> [ASSIGNED TASK]: You are asked to write out the entries exactly as they are given.

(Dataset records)
BEGIN
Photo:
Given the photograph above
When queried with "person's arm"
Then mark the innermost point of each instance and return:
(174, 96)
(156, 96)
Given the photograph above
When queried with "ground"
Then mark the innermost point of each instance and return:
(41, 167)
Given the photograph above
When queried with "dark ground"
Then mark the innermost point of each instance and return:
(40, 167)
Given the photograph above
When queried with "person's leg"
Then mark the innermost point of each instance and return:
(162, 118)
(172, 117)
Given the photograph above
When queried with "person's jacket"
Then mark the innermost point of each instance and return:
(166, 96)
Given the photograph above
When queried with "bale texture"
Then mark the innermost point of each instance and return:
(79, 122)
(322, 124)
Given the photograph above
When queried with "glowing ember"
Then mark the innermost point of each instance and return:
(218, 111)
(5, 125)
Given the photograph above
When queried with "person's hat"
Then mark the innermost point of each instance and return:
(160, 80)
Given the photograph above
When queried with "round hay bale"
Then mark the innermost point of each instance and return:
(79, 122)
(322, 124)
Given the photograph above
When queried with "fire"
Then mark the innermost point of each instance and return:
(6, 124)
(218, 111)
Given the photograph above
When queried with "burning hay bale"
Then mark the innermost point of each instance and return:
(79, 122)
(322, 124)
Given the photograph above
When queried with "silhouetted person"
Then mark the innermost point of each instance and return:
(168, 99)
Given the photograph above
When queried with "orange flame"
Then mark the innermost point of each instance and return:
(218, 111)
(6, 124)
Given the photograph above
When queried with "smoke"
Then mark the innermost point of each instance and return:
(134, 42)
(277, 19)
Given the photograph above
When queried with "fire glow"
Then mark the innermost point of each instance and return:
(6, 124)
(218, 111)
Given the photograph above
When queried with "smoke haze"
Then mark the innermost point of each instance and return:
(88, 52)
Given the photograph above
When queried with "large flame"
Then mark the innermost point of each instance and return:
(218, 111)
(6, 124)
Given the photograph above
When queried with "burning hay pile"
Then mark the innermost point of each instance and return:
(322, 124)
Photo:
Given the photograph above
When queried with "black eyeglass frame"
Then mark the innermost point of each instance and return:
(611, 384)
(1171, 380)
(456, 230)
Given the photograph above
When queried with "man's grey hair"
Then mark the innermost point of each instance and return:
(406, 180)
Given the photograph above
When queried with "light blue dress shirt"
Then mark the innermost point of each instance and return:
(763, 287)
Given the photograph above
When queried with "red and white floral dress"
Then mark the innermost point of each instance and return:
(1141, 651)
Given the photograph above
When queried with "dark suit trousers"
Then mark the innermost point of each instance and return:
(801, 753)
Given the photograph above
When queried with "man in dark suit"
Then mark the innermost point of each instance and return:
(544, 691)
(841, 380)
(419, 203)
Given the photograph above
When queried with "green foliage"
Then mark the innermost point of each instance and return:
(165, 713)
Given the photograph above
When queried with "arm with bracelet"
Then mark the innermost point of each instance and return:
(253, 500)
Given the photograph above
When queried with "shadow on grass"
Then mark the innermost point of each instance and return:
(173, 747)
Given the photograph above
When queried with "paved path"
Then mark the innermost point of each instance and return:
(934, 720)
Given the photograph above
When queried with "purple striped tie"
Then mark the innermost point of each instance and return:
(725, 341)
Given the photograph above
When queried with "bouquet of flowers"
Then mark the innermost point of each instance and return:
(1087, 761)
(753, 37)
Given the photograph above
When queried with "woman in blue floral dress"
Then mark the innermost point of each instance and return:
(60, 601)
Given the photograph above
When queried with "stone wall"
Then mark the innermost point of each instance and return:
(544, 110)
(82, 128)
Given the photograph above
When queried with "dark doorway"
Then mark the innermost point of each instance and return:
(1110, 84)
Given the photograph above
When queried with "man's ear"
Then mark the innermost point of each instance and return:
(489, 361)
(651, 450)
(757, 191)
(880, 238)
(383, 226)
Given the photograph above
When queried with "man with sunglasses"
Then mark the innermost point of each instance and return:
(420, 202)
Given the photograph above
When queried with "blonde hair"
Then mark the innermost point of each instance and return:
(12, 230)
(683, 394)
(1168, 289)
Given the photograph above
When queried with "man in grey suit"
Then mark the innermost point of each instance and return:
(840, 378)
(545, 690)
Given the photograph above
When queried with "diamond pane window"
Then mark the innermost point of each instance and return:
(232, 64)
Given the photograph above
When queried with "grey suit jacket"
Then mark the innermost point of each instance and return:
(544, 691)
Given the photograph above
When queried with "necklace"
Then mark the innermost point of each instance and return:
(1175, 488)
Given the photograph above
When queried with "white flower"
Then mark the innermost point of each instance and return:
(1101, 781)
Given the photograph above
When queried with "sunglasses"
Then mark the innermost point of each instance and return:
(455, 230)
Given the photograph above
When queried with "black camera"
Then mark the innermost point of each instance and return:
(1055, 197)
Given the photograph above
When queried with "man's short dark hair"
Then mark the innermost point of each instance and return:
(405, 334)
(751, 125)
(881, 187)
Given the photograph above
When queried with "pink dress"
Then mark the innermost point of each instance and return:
END
> [COMPLETED EXERCISE]:
Photo:
Given the photograph above
When queried with "person's arm"
Then mark the innermost point of each instance and return:
(174, 96)
(156, 96)
Given the photograph above
When queried with "ground"
Then mark the innermost point of each instance and return:
(41, 167)
Given the photograph above
When queried with "dark ground"
Then mark the innermost point of each instance and return:
(40, 167)
Given the photograph above
When queried with "person's leg"
Then mark the innermost point of each instance and return:
(162, 118)
(172, 117)
Given the photograph above
When queried with "person's jacket"
Then mark the innermost point of each instance and return:
(166, 96)
Given the photograph above
When queried with "bale texture"
Then mark the innermost point of each instance and return:
(79, 122)
(322, 124)
Given the photograph above
When queried with "glowing ember"
Then mark the innermost point of each instance and return:
(218, 111)
(5, 125)
Given the photograph above
When queried with "person's hat"
Then mark the innermost point of each instance and return:
(160, 80)
Given the photograph above
When queried with "round hay bale"
Then mark the innermost point of each instance and return:
(79, 122)
(322, 124)
Given the photograph above
When queried with "fire"
Then mark the innermost point of each instance and return:
(6, 124)
(218, 111)
Given the photograph above
When queried with "burning hay bale"
Then mark the innermost point of each instance and return:
(79, 122)
(322, 124)
Given the photograph above
When queried with "silhouetted person"
Then mark the innermost point of each instance and return:
(168, 99)
Given the photograph above
When queried with "orange flame"
Then mark the innermost point of each instance and return:
(218, 111)
(6, 124)
Given the photograph above
When queried with "smoke"
Then mark the innermost point of each instance and return:
(134, 42)
(277, 19)
Given the photograph above
When queried with "fire glow"
Then mark the innermost point of each instance and return:
(6, 124)
(218, 111)
Given the photograph above
When queried with "smoke haze"
Then mark the innermost point of each instance and return:
(88, 52)
Given the photograph above
When queried with "large flame"
Then mark the innermost point of each instance and return:
(218, 111)
(6, 124)
Given the photograph above
When queried with "burning hay pile"
Then mark the innermost point of each instance and return:
(322, 124)
Photo:
Given the photograph above
When queried with "black eyeglass frame"
Then mark the innermost point of each instance and return:
(611, 384)
(1171, 380)
(456, 230)
Given the photograph above
When queried with "man's grey hair"
Then mark the innermost point of each instance and return:
(406, 180)
Given the photograph above
When queried with "light blue dress shirt"
Then mark the innermost point of each instance and return:
(763, 287)
Given the photograph above
When queried with "red and white floral dress"
Then mark the innermost point of each instance and return:
(1141, 651)
Given the photograph above
When queried with "dark suit trousers"
Then mark the innermost point of each instance and return:
(801, 753)
Given the photograph above
When queried with "man in dark suit"
Then mark the innermost point of each instance and return:
(544, 691)
(841, 380)
(419, 203)
Given the photograph above
When queried with "green foliage"
Then mark the innermost point of each instance and return:
(165, 713)
Given the photograph above
When queried with "arm with bracelet"
Then mark the innermost point of each instance and return:
(253, 500)
Given the photograph above
When queried with "shadow on grass"
Then mark the innermost point of each instance and return:
(173, 747)
Given the photograph above
When queried with "paved path"
Then mark the innermost point of each instance and return:
(934, 720)
Given the photograph above
When queried with "purple striped tie"
Then mark the innermost point of each instance and return:
(725, 341)
Given the photograph above
When queried with "bouquet of flowers"
Then mark the innermost point of each instance and return:
(1087, 761)
(753, 37)
Given the photograph above
When queried with "woman in blue floral dress"
Then mark the innermost point of each instance and return:
(60, 601)
Given the photograph above
When queried with "stone wall"
Then mark the innermost point of each instance and return:
(544, 110)
(82, 128)
Given the photograph above
When queried with "dark doorway"
Then mark the innermost point of each instance and return:
(1110, 84)
Given the photograph above
When queried with "man's ear"
Then mark the innermost point of each instance and return:
(489, 361)
(651, 450)
(757, 191)
(880, 238)
(383, 226)
Given the photograph above
When queried with "man with sunglasses"
Then mark the innermost point of each instance and return:
(420, 202)
Given the photograph above
When queried with "blonde hair"
Then mark the innermost point of each instance and return:
(12, 230)
(683, 394)
(1168, 289)
Given the photograph above
When queried with "man in grey suit"
Then mark the innermost point of each instance and return:
(840, 378)
(545, 690)
Given the photograph above
When queried with "diamond pane window"
Then mark the innermost point of each instance and return:
(232, 64)
Given the photograph above
When queried with "grey suit jacket"
Then mark the innermost point of each instance and return:
(544, 691)
Given the photograph above
When queried with "necklace"
Then mark the innermost point of each instance and return:
(1175, 488)
Given the photograph above
When queried with "white flower"
Then mark the innermost point of each instance and return:
(1101, 781)
Given the photograph above
When queried with "sunglasses"
Then mark the innermost point of each instance and return:
(455, 230)
Given the photograph above
When queried with "black camera"
Then mark the innermost point of each instance and return:
(1055, 197)
Given the photograph above
When queried with "man's short dark hair"
Then mark the innermost point of each instance and return:
(405, 334)
(751, 125)
(881, 187)
Given the photograph above
When queried with "pink dress"
Then mark the innermost point of each instance and return:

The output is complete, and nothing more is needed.